_Instructions for the task:_
Convert the data below into a Markdown table with two columns, Row and Line. Give each non-blank line its own numbered row and omit blank lines.

_Dataset:_
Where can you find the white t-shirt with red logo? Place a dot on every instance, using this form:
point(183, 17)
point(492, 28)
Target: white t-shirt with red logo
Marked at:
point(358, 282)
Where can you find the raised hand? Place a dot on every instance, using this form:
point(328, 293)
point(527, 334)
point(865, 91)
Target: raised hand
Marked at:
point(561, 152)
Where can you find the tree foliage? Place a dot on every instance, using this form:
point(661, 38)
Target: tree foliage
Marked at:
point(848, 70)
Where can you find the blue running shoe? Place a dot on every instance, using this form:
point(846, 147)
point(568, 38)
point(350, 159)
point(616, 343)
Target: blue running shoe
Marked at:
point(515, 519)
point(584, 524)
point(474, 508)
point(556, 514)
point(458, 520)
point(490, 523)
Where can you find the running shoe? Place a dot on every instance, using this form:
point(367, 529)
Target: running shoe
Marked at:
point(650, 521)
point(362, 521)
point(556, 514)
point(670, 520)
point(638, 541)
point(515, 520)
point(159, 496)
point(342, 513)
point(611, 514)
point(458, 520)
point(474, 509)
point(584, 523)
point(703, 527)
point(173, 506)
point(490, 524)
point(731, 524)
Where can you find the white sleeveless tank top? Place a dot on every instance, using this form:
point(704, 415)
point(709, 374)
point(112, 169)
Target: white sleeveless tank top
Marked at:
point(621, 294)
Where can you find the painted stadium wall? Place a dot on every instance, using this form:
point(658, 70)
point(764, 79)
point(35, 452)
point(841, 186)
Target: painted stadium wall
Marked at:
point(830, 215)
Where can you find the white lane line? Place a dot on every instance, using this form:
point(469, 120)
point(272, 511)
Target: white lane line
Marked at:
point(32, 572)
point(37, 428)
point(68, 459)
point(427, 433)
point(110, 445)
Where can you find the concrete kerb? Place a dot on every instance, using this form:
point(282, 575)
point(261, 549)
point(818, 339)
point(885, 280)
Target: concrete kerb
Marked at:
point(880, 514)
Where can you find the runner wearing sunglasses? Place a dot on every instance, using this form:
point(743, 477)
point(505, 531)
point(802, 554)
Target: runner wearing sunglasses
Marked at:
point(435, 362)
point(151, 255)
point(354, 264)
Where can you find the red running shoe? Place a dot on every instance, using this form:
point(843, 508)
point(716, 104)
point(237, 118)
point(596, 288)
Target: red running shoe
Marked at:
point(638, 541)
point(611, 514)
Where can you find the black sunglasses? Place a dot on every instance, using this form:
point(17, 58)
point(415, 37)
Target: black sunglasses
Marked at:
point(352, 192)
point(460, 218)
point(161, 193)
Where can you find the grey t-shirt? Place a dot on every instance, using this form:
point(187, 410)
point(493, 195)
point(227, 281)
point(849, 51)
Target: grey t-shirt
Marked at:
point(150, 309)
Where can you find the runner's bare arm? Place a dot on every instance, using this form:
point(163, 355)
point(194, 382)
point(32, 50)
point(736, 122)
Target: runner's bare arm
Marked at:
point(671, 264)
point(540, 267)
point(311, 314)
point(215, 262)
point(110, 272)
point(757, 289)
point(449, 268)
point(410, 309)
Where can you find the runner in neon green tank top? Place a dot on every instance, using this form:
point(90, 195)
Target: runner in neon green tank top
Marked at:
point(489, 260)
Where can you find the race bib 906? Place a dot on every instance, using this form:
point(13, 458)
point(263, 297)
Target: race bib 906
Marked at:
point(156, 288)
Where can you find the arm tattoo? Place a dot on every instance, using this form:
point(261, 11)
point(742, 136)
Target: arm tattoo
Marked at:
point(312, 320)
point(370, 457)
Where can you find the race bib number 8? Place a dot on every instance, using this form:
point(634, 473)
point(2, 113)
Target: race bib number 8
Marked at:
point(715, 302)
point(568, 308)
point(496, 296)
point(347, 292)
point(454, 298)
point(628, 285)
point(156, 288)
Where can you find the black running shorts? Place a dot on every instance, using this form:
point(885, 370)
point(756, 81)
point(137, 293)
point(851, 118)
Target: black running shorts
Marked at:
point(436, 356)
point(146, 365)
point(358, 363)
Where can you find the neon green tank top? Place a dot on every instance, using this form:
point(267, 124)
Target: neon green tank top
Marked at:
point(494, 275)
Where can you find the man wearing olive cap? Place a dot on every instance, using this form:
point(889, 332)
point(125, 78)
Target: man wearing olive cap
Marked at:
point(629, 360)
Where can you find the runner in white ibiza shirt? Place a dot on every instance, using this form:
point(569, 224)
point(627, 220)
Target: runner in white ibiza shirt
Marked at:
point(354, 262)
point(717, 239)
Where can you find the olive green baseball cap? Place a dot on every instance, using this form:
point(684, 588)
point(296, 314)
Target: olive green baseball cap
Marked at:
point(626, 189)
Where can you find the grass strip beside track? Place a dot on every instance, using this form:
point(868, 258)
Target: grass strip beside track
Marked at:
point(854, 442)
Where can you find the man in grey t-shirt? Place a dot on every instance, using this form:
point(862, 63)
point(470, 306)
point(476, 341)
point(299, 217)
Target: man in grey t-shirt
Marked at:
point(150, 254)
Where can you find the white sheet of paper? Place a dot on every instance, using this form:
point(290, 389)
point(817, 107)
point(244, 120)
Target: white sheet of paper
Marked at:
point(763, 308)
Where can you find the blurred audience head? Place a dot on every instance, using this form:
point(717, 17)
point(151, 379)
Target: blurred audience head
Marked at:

_Result for this task:_
| Row | Line |
|---|---|
| 1 | Where can you find the white t-shirt with red logo? Place a dot on every instance, using this form: |
| 2 | point(183, 17) |
| 3 | point(492, 28) |
| 4 | Target: white t-shirt with red logo |
| 5 | Marked at: |
| 6 | point(358, 282) |
| 7 | Where can you find the raised hand? Place a dot on every instance, using this form: |
| 8 | point(328, 293) |
| 9 | point(527, 334) |
| 10 | point(865, 91) |
| 11 | Target: raised hand |
| 12 | Marked at: |
| 13 | point(561, 152) |
| 14 | Where can you find the tree foliage? Place a dot on every instance, using this form: |
| 15 | point(661, 38) |
| 16 | Target: tree foliage |
| 17 | Marked at: |
| 18 | point(848, 70) |
| 19 | Where can you find the blue running shoe? Place a dot on every instance, using this form: |
| 20 | point(846, 147) |
| 21 | point(568, 38) |
| 22 | point(350, 159) |
| 23 | point(616, 343) |
| 24 | Target: blue running shoe |
| 25 | Marked at: |
| 26 | point(515, 519) |
| 27 | point(584, 524) |
| 28 | point(474, 508) |
| 29 | point(556, 514) |
| 30 | point(458, 520) |
| 31 | point(490, 523) |
| 32 | Where can you find the running shoe? Place a dot on every instance, using this form: |
| 33 | point(367, 529) |
| 34 | Target: running shoe |
| 35 | Marked at: |
| 36 | point(650, 521) |
| 37 | point(362, 521) |
| 38 | point(556, 514) |
| 39 | point(670, 520) |
| 40 | point(638, 541) |
| 41 | point(515, 520) |
| 42 | point(159, 496) |
| 43 | point(342, 513) |
| 44 | point(611, 514) |
| 45 | point(458, 520) |
| 46 | point(474, 509) |
| 47 | point(584, 523) |
| 48 | point(703, 527) |
| 49 | point(173, 506) |
| 50 | point(490, 524) |
| 51 | point(731, 524) |
| 52 | Where can you find the white sleeveless tank top? Place a dot on every instance, using this form: |
| 53 | point(704, 415) |
| 54 | point(709, 374) |
| 55 | point(112, 169) |
| 56 | Target: white sleeveless tank top |
| 57 | Marked at: |
| 58 | point(621, 294) |
| 59 | Where can you find the painted stadium wall? Place a dot on every instance, using this form: |
| 60 | point(658, 70) |
| 61 | point(764, 79) |
| 62 | point(35, 452) |
| 63 | point(841, 186) |
| 64 | Target: painted stadium wall |
| 65 | Marked at: |
| 66 | point(830, 215) |
| 67 | Where can you find the white lane line? Place a dot on every instance, using this form: |
| 68 | point(469, 120) |
| 69 | point(272, 511) |
| 70 | Target: white lane line |
| 71 | Marked at: |
| 72 | point(32, 572) |
| 73 | point(37, 428) |
| 74 | point(68, 459) |
| 75 | point(427, 433) |
| 76 | point(110, 445) |
| 77 | Where can you find the concrete kerb? Place a dot on every instance, using this form: |
| 78 | point(282, 575) |
| 79 | point(261, 549) |
| 80 | point(818, 339) |
| 81 | point(885, 280) |
| 82 | Target: concrete kerb |
| 83 | Marked at: |
| 84 | point(880, 514) |
| 85 | Where can you find the runner wearing sunglasses? Place a dot on every instance, using this form: |
| 86 | point(743, 477) |
| 87 | point(505, 531) |
| 88 | point(802, 554) |
| 89 | Target: runner wearing sunglasses |
| 90 | Marked at: |
| 91 | point(435, 362) |
| 92 | point(151, 255) |
| 93 | point(354, 264) |
| 94 | Where can you find the red running shoe? Place a dot on every instance, using this form: |
| 95 | point(843, 508) |
| 96 | point(716, 104) |
| 97 | point(237, 118) |
| 98 | point(596, 288) |
| 99 | Target: red running shoe |
| 100 | Marked at: |
| 101 | point(638, 541) |
| 102 | point(611, 514) |
| 103 | Where can you find the black sunglasses? Place a dot on every instance, using this form: |
| 104 | point(17, 58) |
| 105 | point(415, 37) |
| 106 | Target: black sunglasses |
| 107 | Marked at: |
| 108 | point(352, 192) |
| 109 | point(460, 218) |
| 110 | point(161, 193) |
| 111 | Where can you find the grey t-shirt? Place a dot on every instance, using this form: |
| 112 | point(187, 410) |
| 113 | point(493, 195) |
| 114 | point(227, 281) |
| 115 | point(849, 51) |
| 116 | Target: grey t-shirt |
| 117 | Marked at: |
| 118 | point(150, 309) |
| 119 | Where can you find the runner's bare arm? Place a dot on every instance, using this form: |
| 120 | point(163, 355) |
| 121 | point(194, 382) |
| 122 | point(32, 50) |
| 123 | point(736, 122) |
| 124 | Target: runner's bare arm |
| 125 | Marked at: |
| 126 | point(671, 264) |
| 127 | point(540, 267) |
| 128 | point(311, 314) |
| 129 | point(215, 262) |
| 130 | point(110, 272) |
| 131 | point(757, 289) |
| 132 | point(449, 268) |
| 133 | point(410, 309) |
| 134 | Where can you find the runner in neon green tank top? Place a dot on every instance, using this form: |
| 135 | point(90, 195) |
| 136 | Target: runner in neon green tank top |
| 137 | Marked at: |
| 138 | point(489, 260) |
| 139 | Where can you find the race bib 906? Place a dot on every instance, using this form: |
| 140 | point(13, 458) |
| 141 | point(263, 297) |
| 142 | Target: race bib 906 |
| 143 | Marked at: |
| 144 | point(156, 288) |
| 145 | Where can you find the arm tattoo? Place a dot on every instance, using this form: |
| 146 | point(261, 11) |
| 147 | point(742, 136) |
| 148 | Target: arm tattoo |
| 149 | Marked at: |
| 150 | point(312, 320) |
| 151 | point(370, 457) |
| 152 | Where can you find the race bib number 8? Place a dot on every instance, using this form: |
| 153 | point(634, 473) |
| 154 | point(2, 113) |
| 155 | Target: race bib number 8 |
| 156 | Marked at: |
| 157 | point(715, 302) |
| 158 | point(568, 308) |
| 159 | point(496, 296) |
| 160 | point(347, 292) |
| 161 | point(454, 298) |
| 162 | point(628, 285) |
| 163 | point(156, 288) |
| 164 | Where can you find the black running shorts? Place a dot on every instance, using this form: |
| 165 | point(885, 370) |
| 166 | point(756, 81) |
| 167 | point(137, 293) |
| 168 | point(851, 118) |
| 169 | Target: black running shorts |
| 170 | Marked at: |
| 171 | point(436, 356) |
| 172 | point(146, 365) |
| 173 | point(358, 363) |
| 174 | Where can you find the neon green tank top? Place a dot on every instance, using this form: |
| 175 | point(267, 124) |
| 176 | Target: neon green tank top |
| 177 | Marked at: |
| 178 | point(494, 275) |
| 179 | Where can you find the man wearing olive cap? Place a dot on every instance, using this form: |
| 180 | point(889, 332) |
| 181 | point(125, 78) |
| 182 | Target: man wearing olive cap |
| 183 | Marked at: |
| 184 | point(629, 360) |
| 185 | Where can you find the runner in white ibiza shirt? Place a dot on every instance, using this form: |
| 186 | point(569, 224) |
| 187 | point(627, 220) |
| 188 | Target: runner in white ibiza shirt |
| 189 | Marked at: |
| 190 | point(354, 262) |
| 191 | point(717, 239) |
| 192 | Where can you find the olive green baseball cap? Place a dot on every instance, using this form: |
| 193 | point(684, 588) |
| 194 | point(296, 314) |
| 195 | Target: olive green baseball cap |
| 196 | Marked at: |
| 197 | point(626, 189) |
| 198 | Where can you find the grass strip beside track? Place a dot on every instance, using this form: |
| 199 | point(868, 258) |
| 200 | Target: grass strip beside track |
| 201 | Marked at: |
| 202 | point(854, 442) |
| 203 | Where can you find the man in grey t-shirt? Place a dot on every instance, using this form: |
| 204 | point(862, 63) |
| 205 | point(470, 306) |
| 206 | point(476, 341) |
| 207 | point(299, 217) |
| 208 | Target: man in grey t-shirt |
| 209 | Marked at: |
| 210 | point(150, 254) |
| 211 | Where can you find the white sheet of paper? Place a dot on every instance, using this form: |
| 212 | point(290, 389) |
| 213 | point(817, 107) |
| 214 | point(244, 120) |
| 215 | Target: white sheet of paper |
| 216 | Marked at: |
| 217 | point(763, 308) |
| 218 | Where can you find the blurred audience head? Place a dot on every instance, using this form: |
| 219 | point(717, 17) |
| 220 | point(151, 379) |
| 221 | Target: blurred audience head |
| 222 | Marked at: |